◆ WHAT THE TASK REQUIRES: Report, in full, every line of the listing below that contains the word "nothing".

◆ EXTRACTED ENTRIES:
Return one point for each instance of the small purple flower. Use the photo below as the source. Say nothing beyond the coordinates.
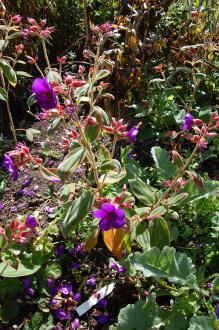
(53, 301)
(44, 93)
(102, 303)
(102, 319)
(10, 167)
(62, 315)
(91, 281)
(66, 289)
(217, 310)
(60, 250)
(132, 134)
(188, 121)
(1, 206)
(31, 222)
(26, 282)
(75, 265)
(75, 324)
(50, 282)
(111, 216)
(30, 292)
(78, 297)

--

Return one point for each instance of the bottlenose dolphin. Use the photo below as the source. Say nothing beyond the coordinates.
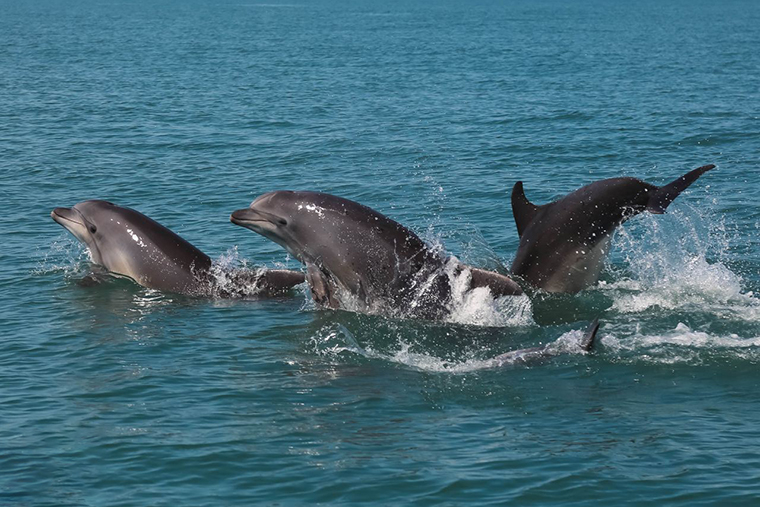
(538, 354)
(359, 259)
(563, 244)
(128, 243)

◆ RESULT FOR THIS EXERCISE:
Return one point for each instance of the small purple flower. Use the photo below as the source. Say nothing beyond the coordinates.
Return one point for each instance of the bottlenose dolphin. Use the photo below as the source. Say nothing beyond the coordinates.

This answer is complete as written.